Renommez « object detector » en « image annotator » partout dans les lignes ci-dessous, puis recopiez-les sans autre changement. Laissez les images hors de votre réponse.

□ □ □ □ □

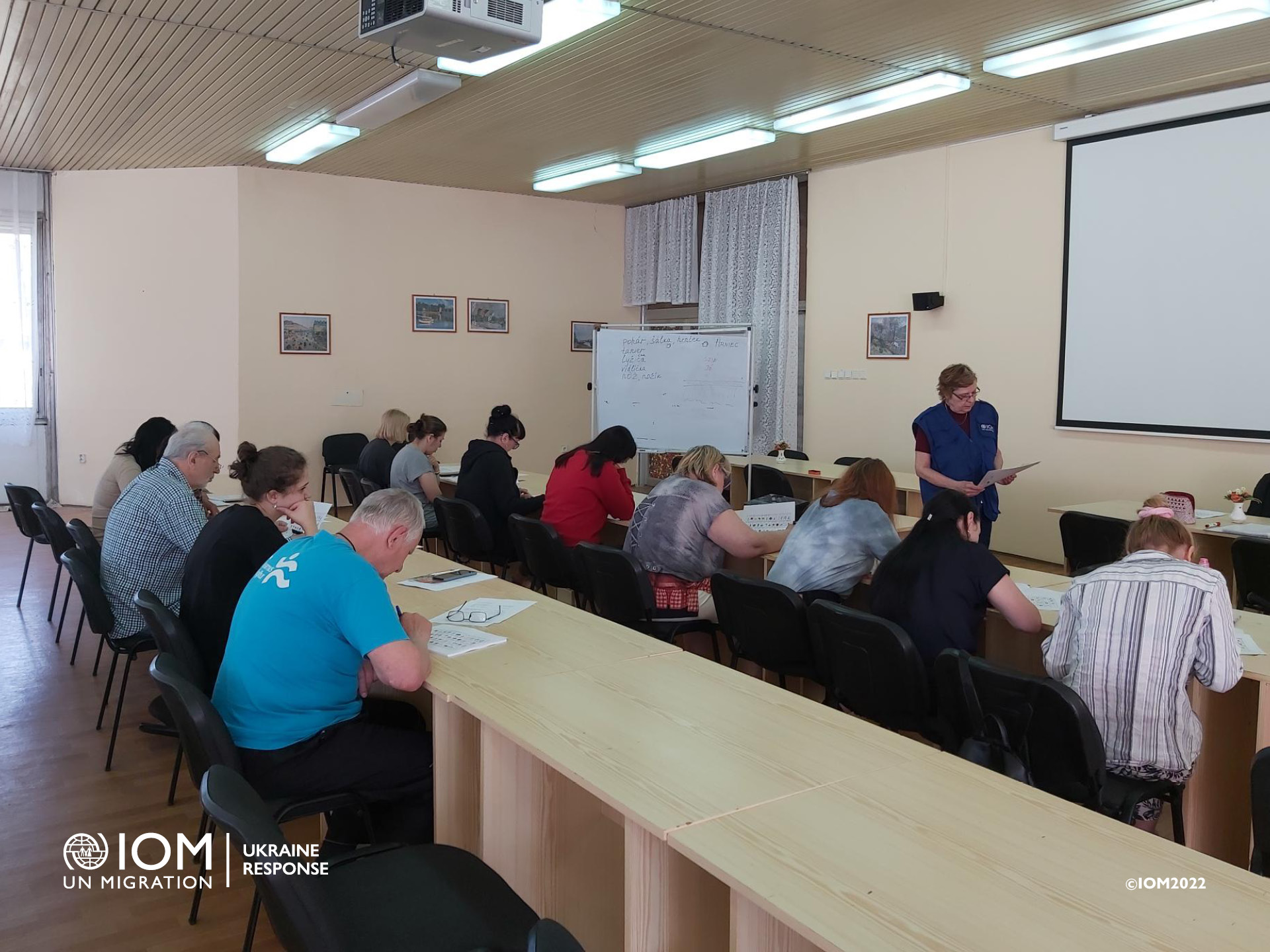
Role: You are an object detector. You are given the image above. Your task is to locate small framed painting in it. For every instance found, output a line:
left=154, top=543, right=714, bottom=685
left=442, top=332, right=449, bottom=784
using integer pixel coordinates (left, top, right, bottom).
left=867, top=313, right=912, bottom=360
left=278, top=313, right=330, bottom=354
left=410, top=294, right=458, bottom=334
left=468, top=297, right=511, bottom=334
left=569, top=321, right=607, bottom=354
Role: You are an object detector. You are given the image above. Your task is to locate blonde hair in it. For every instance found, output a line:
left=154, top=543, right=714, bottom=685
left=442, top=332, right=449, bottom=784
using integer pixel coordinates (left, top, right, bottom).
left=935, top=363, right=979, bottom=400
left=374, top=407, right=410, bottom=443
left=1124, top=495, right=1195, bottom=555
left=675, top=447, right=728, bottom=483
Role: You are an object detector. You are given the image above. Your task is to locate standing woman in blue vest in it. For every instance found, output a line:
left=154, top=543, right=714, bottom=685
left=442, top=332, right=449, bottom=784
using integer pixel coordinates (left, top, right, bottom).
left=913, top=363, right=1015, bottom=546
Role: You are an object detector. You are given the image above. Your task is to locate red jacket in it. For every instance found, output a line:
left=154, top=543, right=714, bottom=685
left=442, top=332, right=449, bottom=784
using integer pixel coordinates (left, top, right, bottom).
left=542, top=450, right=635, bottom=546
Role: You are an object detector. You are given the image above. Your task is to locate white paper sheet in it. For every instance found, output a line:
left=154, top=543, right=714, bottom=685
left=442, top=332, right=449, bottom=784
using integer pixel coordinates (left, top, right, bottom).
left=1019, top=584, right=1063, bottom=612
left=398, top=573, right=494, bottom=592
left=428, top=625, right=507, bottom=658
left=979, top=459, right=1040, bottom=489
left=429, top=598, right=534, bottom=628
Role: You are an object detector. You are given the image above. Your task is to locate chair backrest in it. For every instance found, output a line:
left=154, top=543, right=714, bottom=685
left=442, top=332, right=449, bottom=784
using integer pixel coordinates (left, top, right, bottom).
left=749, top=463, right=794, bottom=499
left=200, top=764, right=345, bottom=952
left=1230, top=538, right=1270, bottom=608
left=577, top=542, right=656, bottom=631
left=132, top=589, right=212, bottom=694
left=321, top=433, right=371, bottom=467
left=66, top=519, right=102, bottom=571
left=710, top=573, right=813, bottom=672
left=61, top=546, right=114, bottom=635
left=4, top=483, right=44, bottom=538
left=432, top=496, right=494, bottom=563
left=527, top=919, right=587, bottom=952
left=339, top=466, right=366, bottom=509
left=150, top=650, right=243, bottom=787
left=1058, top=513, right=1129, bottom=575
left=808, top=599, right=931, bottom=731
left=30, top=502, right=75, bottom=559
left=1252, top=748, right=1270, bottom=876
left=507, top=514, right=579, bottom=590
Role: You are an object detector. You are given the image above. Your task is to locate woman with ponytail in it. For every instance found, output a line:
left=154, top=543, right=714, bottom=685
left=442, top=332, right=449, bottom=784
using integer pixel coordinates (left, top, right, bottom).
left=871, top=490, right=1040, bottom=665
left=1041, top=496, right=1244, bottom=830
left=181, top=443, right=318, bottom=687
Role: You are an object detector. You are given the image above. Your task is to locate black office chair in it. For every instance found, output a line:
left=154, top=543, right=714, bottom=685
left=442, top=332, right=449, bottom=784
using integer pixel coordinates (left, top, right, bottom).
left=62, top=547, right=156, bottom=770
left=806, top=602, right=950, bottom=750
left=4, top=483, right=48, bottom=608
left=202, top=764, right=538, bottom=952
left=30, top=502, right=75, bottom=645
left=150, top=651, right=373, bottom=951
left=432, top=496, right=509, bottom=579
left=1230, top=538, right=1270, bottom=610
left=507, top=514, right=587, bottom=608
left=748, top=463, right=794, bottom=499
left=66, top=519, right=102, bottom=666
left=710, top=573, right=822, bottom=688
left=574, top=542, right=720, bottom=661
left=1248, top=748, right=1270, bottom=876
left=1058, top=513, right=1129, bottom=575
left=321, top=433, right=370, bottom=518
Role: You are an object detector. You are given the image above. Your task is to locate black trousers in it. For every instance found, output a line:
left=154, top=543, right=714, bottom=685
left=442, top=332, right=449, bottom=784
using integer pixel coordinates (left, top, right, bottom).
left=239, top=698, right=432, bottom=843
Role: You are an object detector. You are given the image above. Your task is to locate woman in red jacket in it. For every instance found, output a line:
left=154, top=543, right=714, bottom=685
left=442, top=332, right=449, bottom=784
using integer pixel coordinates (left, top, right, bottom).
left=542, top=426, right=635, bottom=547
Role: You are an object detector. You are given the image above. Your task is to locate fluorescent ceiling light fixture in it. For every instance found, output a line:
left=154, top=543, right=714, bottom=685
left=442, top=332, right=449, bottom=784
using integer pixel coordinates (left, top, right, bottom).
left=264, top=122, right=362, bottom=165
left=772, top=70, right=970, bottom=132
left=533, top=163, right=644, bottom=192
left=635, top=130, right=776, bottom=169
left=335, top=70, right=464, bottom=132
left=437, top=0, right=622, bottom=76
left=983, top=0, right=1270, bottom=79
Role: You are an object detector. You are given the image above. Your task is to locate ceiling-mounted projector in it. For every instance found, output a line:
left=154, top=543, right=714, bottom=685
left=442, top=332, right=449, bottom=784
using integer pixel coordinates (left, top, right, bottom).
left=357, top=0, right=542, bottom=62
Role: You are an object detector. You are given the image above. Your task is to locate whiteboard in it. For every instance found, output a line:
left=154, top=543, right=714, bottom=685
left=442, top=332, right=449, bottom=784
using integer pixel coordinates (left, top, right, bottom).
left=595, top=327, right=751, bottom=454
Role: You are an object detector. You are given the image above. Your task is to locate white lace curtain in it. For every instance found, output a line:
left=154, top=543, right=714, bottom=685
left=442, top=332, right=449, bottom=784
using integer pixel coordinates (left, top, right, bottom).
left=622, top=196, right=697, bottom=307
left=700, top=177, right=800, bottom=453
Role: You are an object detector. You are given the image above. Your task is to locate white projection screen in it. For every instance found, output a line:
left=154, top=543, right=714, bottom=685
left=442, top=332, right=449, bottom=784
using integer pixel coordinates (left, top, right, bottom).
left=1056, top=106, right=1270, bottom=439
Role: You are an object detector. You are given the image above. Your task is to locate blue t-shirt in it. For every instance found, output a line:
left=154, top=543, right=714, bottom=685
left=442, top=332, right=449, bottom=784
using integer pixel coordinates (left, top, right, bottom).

□ □ □ □ □

■ CORRIGÉ ■
Role: You are an image annotator. You are given the image above. Your task is to locate small framed painting in it. For every instance found, output a line:
left=154, top=543, right=714, bottom=685
left=442, top=332, right=449, bottom=784
using integer pixel coordinates (left, top, right, bottom).
left=867, top=313, right=912, bottom=360
left=278, top=313, right=330, bottom=354
left=410, top=294, right=458, bottom=334
left=468, top=297, right=511, bottom=334
left=569, top=321, right=607, bottom=354
Role: You are an image annotator. You are given the image above. Your task is to locate blonde hair in it. For every instance found, output a line:
left=154, top=543, right=714, bottom=685
left=442, top=332, right=449, bottom=784
using integer pixel coordinates (left, top, right, bottom).
left=935, top=363, right=979, bottom=400
left=374, top=407, right=410, bottom=443
left=1124, top=495, right=1195, bottom=555
left=675, top=447, right=728, bottom=483
Role: You are an image annotator. You are given the image above. Your task is to locate standing woman in blue vest in it. For every instance found, output a line:
left=154, top=543, right=714, bottom=685
left=442, top=332, right=449, bottom=784
using integer pixel coordinates (left, top, right, bottom).
left=913, top=363, right=1015, bottom=546
Role: You are an image annotator. You are given the image above. Your task is to locate red jacket in it. For every instance found, output a line:
left=154, top=543, right=714, bottom=685
left=442, top=332, right=449, bottom=784
using integer pixel coordinates (left, top, right, bottom).
left=542, top=450, right=635, bottom=546
Role: You are an image annotator. You are given the image above. Your task is to locate white paper sheet in it. For every instance found, output a line:
left=154, top=543, right=714, bottom=685
left=442, top=332, right=449, bottom=784
using integer pixel coordinates (left, top, right, bottom).
left=1019, top=584, right=1063, bottom=612
left=398, top=573, right=494, bottom=592
left=428, top=625, right=507, bottom=658
left=979, top=459, right=1040, bottom=489
left=429, top=598, right=534, bottom=628
Role: You are an image annotator. You are given the image above. Your task is to locate chair backrest in it. For every instance found, output a line:
left=154, top=543, right=714, bottom=685
left=442, top=332, right=449, bottom=784
using integer pixel coordinates (left, top, right, bottom).
left=749, top=463, right=794, bottom=499
left=200, top=764, right=345, bottom=952
left=1230, top=538, right=1270, bottom=608
left=577, top=542, right=656, bottom=631
left=132, top=589, right=212, bottom=694
left=321, top=433, right=371, bottom=467
left=66, top=519, right=102, bottom=571
left=710, top=573, right=813, bottom=672
left=61, top=546, right=114, bottom=635
left=4, top=483, right=44, bottom=538
left=432, top=496, right=494, bottom=563
left=527, top=919, right=587, bottom=952
left=339, top=466, right=366, bottom=509
left=150, top=650, right=243, bottom=787
left=1058, top=513, right=1129, bottom=575
left=808, top=599, right=931, bottom=731
left=30, top=502, right=75, bottom=559
left=1252, top=748, right=1270, bottom=876
left=507, top=514, right=579, bottom=590
Role: You are an image annotator. You are given the image above. Your task is to locate woman with ponytail in it. For every instance found, output a line:
left=154, top=543, right=714, bottom=685
left=442, top=332, right=449, bottom=784
using integer pixel coordinates (left, top, right, bottom).
left=871, top=490, right=1040, bottom=665
left=1041, top=496, right=1244, bottom=830
left=181, top=443, right=318, bottom=687
Role: You are an image annotator. You are given the image above. Your task is to locate black office chair in it. For every instance found, output a line:
left=154, top=543, right=714, bottom=685
left=442, top=332, right=449, bottom=784
using integer pixel coordinates (left, top, right, bottom).
left=62, top=547, right=156, bottom=770
left=806, top=602, right=950, bottom=750
left=4, top=483, right=48, bottom=608
left=202, top=764, right=538, bottom=952
left=30, top=502, right=75, bottom=645
left=150, top=651, right=373, bottom=951
left=432, top=496, right=509, bottom=579
left=1230, top=538, right=1270, bottom=610
left=507, top=514, right=587, bottom=608
left=748, top=463, right=794, bottom=499
left=66, top=519, right=102, bottom=666
left=710, top=573, right=822, bottom=688
left=574, top=542, right=720, bottom=661
left=1248, top=748, right=1270, bottom=876
left=1058, top=513, right=1129, bottom=575
left=321, top=433, right=370, bottom=518
Role: You are an image annotator. You are given the image above. Your task is to locate black trousers in it. For every instance found, output a line:
left=154, top=543, right=714, bottom=685
left=442, top=332, right=449, bottom=784
using integer pixel coordinates (left, top, right, bottom).
left=239, top=698, right=432, bottom=843
Role: You are an image annotator. You are given the image above. Your task is to locate woman in red jacket in it. For every instance found, output a line:
left=154, top=543, right=714, bottom=685
left=442, top=332, right=449, bottom=784
using integer pixel coordinates (left, top, right, bottom).
left=542, top=426, right=635, bottom=547
Role: You are an image annotator. You are given the image above. Your task is to locate fluorescent ceiling light fixture in it. For every instance found, output a line:
left=154, top=543, right=714, bottom=685
left=442, top=332, right=449, bottom=784
using integer pixel coordinates (left, top, right, bottom).
left=264, top=122, right=362, bottom=165
left=772, top=70, right=970, bottom=132
left=533, top=163, right=644, bottom=192
left=635, top=130, right=776, bottom=169
left=335, top=70, right=464, bottom=132
left=437, top=0, right=622, bottom=76
left=983, top=0, right=1270, bottom=79
Role: You are an image annotator. You are given the image above. Your task is to locate ceiling-mounted projector in it. For every instance found, output a line:
left=154, top=543, right=714, bottom=685
left=442, top=332, right=449, bottom=784
using integer pixel coordinates (left, top, right, bottom).
left=357, top=0, right=542, bottom=62
Role: You are an image annotator. You are given the image above. Your task is to locate whiteboard in it. For every instance found, output a line:
left=154, top=543, right=714, bottom=685
left=442, top=332, right=449, bottom=784
using integer pixel coordinates (left, top, right, bottom).
left=595, top=327, right=751, bottom=454
Role: You are an image annotator. You are given the image above. Your task is to locate white lace curtain in it. For every instance found, output a line:
left=154, top=543, right=714, bottom=685
left=442, top=332, right=449, bottom=784
using integer pixel coordinates (left, top, right, bottom).
left=622, top=196, right=697, bottom=307
left=700, top=177, right=800, bottom=453
Role: You are an image annotator. You are given the image above. Your task is to locate white projection screen in it. For every instance found, output a line:
left=154, top=543, right=714, bottom=685
left=442, top=332, right=449, bottom=784
using integer pixel coordinates (left, top, right, bottom).
left=1056, top=106, right=1270, bottom=439
Role: You are an image annotator. You are given the image above. Your task is to locate blue t-shirt in it. For every instance found, output a line:
left=154, top=543, right=714, bottom=685
left=442, top=332, right=449, bottom=784
using integer pixel coordinates (left, top, right, bottom).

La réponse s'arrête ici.